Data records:
■ ■ ■
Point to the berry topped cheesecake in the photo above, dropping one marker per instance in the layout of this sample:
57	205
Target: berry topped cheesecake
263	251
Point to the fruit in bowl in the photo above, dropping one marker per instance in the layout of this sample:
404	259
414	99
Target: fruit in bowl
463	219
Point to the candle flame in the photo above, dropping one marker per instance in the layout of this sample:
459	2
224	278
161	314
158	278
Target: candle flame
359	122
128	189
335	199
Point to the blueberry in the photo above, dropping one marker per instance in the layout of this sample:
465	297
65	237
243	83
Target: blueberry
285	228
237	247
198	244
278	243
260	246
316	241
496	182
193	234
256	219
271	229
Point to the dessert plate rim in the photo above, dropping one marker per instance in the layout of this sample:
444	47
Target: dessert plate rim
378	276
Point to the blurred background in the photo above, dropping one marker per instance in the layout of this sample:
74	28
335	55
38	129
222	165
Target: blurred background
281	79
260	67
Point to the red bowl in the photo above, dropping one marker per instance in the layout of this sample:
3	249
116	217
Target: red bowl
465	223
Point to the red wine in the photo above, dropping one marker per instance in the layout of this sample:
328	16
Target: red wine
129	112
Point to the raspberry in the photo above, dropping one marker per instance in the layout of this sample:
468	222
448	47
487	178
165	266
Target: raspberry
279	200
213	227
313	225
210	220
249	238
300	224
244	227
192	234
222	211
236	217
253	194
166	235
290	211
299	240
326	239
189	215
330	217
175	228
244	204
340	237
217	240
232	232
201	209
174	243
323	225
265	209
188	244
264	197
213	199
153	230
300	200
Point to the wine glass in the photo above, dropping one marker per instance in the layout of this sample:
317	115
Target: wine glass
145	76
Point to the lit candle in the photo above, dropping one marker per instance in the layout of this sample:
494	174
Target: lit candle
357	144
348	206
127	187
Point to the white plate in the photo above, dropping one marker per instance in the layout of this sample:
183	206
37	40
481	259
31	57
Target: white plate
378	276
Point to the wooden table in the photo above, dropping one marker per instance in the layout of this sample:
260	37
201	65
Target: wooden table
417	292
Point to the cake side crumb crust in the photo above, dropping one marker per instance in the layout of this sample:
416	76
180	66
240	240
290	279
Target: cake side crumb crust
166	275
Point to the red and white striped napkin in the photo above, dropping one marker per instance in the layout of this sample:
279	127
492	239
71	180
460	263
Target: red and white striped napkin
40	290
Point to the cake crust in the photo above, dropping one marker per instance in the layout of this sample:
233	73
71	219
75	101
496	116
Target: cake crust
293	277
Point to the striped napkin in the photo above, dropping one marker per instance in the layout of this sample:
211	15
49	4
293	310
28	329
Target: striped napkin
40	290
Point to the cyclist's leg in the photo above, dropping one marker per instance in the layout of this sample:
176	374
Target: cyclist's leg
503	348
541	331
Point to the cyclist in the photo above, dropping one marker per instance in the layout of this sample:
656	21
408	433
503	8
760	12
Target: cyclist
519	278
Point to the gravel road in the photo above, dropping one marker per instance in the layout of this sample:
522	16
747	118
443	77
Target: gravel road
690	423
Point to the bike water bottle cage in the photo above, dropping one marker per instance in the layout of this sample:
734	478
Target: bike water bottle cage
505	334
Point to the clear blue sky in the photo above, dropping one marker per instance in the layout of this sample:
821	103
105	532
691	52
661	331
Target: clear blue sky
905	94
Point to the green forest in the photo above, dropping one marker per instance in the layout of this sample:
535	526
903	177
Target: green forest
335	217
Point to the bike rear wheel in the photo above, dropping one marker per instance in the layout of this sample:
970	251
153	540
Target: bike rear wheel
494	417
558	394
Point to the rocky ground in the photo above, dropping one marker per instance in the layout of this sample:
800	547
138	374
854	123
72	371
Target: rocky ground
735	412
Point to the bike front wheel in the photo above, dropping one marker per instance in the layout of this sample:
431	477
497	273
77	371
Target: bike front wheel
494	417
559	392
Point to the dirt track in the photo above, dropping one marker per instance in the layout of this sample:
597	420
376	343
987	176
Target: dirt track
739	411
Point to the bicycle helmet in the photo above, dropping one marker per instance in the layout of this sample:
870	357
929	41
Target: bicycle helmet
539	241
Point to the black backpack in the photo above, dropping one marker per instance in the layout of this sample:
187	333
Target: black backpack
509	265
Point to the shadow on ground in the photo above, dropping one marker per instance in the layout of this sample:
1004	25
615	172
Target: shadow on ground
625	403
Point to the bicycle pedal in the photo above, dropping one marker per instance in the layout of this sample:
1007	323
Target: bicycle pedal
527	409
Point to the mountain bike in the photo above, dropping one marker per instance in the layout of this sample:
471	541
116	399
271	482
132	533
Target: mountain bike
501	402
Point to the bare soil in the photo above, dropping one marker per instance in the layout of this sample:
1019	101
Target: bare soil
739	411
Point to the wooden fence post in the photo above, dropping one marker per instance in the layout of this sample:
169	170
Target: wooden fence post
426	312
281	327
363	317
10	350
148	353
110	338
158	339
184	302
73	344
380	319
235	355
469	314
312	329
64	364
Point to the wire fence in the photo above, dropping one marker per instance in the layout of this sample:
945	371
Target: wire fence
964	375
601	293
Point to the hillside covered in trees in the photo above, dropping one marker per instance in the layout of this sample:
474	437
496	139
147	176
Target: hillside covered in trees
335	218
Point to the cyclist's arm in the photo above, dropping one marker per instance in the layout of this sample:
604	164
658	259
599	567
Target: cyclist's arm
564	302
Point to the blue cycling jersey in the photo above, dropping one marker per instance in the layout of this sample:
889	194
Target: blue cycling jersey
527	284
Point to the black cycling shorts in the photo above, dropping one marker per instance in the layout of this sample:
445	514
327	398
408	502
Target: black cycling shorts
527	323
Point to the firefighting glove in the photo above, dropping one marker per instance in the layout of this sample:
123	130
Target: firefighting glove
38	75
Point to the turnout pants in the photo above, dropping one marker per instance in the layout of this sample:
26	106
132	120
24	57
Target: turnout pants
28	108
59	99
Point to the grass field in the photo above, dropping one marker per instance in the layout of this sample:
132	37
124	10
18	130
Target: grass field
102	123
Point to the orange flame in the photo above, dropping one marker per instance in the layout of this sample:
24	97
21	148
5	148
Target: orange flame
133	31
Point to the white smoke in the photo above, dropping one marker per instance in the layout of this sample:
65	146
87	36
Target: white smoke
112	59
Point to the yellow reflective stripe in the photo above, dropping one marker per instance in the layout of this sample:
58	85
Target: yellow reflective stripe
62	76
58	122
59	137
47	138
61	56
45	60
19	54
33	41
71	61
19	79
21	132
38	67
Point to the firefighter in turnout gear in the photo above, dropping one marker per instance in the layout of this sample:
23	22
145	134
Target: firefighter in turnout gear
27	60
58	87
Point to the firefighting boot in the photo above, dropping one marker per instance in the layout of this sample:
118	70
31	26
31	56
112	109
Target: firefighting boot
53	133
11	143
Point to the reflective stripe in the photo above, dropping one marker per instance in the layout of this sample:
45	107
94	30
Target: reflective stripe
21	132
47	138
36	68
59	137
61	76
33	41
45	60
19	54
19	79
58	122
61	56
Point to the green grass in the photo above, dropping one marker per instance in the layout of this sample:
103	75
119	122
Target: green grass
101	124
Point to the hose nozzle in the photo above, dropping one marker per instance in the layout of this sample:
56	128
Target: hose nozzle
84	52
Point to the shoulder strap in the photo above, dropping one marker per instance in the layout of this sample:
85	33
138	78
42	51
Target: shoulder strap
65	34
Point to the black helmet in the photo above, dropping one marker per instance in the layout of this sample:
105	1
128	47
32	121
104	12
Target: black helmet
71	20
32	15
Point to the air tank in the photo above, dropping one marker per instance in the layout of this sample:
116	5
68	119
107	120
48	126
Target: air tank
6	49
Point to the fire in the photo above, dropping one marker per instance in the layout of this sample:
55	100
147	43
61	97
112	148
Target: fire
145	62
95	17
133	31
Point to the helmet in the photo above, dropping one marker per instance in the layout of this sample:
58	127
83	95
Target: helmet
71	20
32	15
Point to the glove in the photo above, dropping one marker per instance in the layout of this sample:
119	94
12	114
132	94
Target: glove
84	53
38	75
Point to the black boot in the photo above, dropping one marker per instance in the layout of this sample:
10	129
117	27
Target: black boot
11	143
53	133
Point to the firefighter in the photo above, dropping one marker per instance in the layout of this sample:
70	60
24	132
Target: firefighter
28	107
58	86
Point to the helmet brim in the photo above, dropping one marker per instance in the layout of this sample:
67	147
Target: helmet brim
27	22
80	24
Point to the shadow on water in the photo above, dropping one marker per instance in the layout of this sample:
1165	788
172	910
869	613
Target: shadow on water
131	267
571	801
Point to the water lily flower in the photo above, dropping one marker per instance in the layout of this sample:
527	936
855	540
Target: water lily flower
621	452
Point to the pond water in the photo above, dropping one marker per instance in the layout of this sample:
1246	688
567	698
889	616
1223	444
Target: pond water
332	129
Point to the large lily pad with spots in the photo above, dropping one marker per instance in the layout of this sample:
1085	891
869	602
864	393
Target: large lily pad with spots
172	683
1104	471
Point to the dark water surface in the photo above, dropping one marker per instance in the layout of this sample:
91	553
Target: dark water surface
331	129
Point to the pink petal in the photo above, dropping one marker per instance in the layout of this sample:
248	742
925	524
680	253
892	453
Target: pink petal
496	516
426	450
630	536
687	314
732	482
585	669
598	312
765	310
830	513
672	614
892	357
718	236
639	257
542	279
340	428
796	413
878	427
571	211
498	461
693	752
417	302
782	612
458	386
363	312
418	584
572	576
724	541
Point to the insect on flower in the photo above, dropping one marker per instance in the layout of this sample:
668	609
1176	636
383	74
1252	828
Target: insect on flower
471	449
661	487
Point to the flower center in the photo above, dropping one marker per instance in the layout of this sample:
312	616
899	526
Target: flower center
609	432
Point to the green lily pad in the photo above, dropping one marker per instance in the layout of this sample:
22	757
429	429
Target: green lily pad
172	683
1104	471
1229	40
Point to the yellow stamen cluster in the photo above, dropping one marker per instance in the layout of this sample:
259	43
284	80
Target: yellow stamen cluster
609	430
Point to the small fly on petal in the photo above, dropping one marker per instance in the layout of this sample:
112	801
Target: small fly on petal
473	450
■ ■ ■
**Prompt**
Would you quote, exactly and only, the lines from the one containing "Point to the green lily" to the end of the entries?

**Completed exercise**
Point to the green lily pad in the photo above, dropping one marker per instance in the layout of this sample:
22	757
429	429
Target: green lily pad
172	683
1104	471
1229	40
Point to the yellow stamen cluster in the photo above, dropping one marker per instance in the layout of this sample:
259	43
284	80
Target: yellow stamen cluster
609	430
Point to the small fly on petal in the photo above, dropping one marker per instance in the layout of this sample:
112	801
Target: small fly on petal
473	450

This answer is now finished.